### [PROBLEM TO WORK ON]
From the records below, copy each line that has the word "painted" in it.

*** EXERCISE DATA Section Begins ***

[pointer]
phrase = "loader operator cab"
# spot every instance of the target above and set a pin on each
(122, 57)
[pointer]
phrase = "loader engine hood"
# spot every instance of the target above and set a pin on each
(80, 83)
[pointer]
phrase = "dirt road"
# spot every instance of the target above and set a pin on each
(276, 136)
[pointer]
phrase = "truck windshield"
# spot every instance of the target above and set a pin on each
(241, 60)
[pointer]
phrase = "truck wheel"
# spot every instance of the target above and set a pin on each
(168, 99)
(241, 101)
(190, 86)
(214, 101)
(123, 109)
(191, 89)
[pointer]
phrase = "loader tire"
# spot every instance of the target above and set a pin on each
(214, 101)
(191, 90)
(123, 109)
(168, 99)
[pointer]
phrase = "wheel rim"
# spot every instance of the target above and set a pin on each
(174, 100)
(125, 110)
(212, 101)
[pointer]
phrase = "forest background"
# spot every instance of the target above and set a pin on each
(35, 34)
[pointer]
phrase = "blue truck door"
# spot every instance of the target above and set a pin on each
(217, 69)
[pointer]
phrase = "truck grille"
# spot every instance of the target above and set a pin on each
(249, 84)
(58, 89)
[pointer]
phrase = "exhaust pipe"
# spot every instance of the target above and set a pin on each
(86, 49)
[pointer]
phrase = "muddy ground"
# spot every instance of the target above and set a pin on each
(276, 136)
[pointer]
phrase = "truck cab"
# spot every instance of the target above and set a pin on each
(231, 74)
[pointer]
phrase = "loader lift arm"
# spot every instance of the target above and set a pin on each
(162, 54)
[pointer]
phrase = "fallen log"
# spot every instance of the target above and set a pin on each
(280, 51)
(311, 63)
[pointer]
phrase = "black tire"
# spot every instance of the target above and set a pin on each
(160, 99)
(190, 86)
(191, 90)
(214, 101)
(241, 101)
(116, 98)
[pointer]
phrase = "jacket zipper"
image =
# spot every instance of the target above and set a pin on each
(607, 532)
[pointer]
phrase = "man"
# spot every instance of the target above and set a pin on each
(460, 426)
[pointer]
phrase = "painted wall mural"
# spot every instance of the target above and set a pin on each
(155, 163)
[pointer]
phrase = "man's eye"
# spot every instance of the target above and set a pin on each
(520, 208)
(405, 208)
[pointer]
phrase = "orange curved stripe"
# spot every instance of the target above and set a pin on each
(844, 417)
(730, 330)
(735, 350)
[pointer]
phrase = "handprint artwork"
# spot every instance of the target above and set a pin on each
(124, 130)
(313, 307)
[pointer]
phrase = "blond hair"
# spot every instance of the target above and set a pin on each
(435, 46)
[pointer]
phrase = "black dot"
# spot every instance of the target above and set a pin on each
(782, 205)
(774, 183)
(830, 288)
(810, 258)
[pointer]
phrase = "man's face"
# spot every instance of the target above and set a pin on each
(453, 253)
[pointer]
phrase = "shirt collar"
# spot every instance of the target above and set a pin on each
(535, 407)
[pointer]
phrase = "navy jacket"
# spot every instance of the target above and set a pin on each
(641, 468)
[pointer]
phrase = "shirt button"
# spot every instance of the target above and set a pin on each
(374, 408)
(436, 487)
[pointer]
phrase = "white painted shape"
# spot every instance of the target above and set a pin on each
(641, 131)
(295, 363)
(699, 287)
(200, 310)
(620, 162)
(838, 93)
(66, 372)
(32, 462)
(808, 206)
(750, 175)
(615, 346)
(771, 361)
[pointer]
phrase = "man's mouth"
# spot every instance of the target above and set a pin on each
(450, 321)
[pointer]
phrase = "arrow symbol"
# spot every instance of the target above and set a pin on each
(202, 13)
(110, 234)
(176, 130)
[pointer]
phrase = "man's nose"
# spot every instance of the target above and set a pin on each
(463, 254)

*** EXERCISE DATA Section Ends ***

### [FINAL ANSWER]
phrase = "painted wall mural"
phrase = "white painted shape"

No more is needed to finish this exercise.